**Named object pointing entries**
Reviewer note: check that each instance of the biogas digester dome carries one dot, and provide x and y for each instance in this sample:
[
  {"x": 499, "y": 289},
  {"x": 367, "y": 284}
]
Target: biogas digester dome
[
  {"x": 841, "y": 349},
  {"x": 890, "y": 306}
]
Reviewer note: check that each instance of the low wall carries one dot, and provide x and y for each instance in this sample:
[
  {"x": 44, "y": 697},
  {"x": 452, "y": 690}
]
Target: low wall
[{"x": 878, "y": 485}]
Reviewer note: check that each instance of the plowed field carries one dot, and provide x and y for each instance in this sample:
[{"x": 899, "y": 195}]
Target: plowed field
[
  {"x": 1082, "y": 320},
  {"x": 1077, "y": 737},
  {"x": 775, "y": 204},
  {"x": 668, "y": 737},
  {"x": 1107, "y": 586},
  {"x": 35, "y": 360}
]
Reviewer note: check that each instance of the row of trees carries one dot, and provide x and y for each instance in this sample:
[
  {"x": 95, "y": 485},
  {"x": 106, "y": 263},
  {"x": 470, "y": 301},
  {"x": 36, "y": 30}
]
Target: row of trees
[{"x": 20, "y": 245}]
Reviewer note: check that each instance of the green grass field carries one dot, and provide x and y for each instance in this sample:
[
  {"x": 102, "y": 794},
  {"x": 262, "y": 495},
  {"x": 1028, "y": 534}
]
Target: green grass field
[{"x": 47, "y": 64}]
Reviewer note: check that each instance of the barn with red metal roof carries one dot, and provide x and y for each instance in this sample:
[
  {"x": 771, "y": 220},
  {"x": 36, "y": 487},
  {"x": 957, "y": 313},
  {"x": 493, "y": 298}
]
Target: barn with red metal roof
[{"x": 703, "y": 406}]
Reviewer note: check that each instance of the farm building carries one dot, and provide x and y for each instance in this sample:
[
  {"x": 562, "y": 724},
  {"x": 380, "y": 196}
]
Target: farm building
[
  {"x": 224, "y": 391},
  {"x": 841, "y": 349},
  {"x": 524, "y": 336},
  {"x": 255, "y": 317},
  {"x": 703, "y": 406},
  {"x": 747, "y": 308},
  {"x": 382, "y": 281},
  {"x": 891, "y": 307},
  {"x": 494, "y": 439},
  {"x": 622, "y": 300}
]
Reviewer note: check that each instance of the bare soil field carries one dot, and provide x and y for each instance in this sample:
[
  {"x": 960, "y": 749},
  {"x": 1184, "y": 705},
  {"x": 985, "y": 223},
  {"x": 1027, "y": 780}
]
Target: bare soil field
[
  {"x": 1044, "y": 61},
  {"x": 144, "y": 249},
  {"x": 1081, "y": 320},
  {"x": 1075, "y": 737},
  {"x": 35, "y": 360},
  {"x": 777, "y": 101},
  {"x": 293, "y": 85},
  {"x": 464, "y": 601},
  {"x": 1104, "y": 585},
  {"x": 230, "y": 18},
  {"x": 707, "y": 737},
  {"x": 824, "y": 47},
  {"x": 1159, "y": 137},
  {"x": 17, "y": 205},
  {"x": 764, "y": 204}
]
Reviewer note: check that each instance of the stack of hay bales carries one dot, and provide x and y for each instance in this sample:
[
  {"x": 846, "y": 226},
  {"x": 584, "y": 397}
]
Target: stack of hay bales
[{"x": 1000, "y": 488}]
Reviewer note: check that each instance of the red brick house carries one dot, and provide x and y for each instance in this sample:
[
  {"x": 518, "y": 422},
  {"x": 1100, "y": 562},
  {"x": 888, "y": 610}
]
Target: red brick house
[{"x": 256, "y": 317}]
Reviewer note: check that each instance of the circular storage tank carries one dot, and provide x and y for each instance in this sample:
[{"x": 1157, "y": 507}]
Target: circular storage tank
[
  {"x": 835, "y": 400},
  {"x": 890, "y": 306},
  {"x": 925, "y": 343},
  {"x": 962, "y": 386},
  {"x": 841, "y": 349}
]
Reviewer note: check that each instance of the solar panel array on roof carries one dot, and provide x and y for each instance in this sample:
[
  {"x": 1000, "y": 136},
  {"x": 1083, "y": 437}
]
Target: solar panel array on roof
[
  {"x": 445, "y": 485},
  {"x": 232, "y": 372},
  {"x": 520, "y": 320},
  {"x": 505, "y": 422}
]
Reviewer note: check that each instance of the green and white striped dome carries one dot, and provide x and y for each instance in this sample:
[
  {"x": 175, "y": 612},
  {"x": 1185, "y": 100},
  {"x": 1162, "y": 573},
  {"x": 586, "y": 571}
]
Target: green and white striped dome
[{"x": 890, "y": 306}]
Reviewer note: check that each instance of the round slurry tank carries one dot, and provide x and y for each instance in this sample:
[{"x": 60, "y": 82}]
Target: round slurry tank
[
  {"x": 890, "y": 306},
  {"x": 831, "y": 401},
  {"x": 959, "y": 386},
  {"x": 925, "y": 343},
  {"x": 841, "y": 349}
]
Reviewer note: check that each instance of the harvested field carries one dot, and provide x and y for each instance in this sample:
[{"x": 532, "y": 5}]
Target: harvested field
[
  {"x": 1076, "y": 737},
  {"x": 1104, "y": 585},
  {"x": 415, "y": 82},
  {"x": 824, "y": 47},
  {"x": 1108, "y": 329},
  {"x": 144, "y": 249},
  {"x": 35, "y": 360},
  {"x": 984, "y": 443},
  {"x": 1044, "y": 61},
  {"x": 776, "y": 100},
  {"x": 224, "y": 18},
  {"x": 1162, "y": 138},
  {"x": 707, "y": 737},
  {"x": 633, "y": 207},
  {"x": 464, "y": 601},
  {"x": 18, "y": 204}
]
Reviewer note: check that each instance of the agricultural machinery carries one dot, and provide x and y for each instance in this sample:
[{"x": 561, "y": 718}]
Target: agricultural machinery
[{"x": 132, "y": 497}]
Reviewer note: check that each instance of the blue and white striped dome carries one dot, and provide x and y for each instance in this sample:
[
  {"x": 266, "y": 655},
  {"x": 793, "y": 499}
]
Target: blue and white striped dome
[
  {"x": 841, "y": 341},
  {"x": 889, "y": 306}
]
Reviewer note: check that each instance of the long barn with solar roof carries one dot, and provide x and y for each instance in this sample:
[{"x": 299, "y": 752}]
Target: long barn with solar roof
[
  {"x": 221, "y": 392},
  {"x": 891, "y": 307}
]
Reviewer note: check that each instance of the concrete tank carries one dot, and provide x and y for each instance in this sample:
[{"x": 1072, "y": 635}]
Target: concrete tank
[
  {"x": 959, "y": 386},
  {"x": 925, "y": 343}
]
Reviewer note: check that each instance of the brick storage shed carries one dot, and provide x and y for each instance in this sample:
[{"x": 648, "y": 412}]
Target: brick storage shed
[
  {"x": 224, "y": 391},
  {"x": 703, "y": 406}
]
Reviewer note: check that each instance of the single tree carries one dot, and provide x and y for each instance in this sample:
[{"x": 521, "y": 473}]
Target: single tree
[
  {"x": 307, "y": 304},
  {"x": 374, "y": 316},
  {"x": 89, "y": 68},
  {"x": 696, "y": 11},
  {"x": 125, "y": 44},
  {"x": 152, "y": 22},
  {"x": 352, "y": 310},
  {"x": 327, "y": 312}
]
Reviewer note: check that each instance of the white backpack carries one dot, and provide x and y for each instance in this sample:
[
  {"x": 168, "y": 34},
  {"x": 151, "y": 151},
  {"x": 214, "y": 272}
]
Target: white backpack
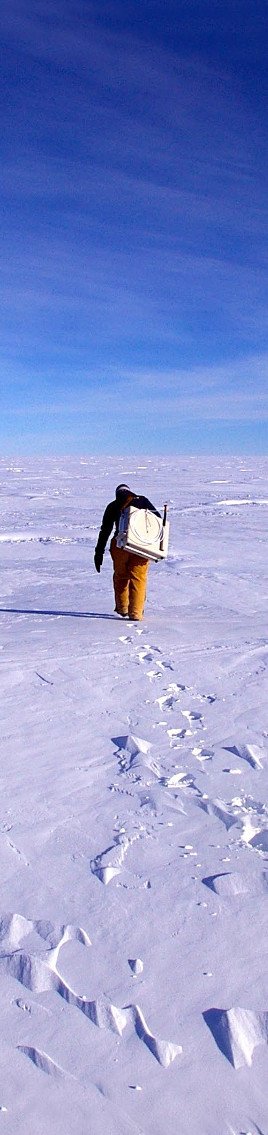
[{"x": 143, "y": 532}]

---

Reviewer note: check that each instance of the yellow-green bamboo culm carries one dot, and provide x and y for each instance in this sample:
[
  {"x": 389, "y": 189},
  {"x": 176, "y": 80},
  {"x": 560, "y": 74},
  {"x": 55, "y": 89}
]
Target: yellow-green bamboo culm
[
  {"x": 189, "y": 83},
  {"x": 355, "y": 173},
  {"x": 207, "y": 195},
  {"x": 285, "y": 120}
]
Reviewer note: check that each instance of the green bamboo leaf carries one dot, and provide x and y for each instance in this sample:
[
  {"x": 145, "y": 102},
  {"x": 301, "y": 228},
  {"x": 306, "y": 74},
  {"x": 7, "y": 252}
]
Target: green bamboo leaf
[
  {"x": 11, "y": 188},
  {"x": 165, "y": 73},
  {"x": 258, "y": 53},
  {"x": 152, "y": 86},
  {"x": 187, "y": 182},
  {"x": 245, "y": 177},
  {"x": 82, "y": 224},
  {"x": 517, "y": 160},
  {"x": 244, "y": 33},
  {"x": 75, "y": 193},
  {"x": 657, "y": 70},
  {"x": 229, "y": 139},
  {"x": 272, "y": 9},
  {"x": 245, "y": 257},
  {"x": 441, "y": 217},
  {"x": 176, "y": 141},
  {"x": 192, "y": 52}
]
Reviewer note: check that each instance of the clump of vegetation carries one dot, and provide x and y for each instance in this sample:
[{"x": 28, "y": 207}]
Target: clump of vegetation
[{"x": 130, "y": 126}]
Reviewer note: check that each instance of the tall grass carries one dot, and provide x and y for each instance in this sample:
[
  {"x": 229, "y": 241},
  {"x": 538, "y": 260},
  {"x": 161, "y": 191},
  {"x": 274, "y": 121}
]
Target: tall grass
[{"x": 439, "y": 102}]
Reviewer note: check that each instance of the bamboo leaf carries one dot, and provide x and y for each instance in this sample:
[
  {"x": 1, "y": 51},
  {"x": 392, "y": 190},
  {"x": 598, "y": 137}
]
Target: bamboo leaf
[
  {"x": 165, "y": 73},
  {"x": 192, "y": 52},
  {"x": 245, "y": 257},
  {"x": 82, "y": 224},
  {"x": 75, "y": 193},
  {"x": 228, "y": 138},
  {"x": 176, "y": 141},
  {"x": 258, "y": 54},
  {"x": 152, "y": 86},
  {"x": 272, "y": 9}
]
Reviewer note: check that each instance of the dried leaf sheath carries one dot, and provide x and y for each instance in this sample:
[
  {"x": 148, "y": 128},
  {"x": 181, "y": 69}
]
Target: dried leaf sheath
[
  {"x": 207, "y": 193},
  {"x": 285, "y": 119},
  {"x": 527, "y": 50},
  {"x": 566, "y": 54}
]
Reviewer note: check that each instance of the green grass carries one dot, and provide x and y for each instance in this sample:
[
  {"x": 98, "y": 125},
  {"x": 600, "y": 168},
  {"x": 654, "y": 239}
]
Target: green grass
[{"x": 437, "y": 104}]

**TASK STATEMENT**
Identify every line in the entries above that contains the word "tall", and copy each of those lines.

**ANSWER TO THE EXERCISE**
Reviewer note: check that each instance of the tall grass carries one dot, and provide x and y for each instance in this sample:
Target: tall grass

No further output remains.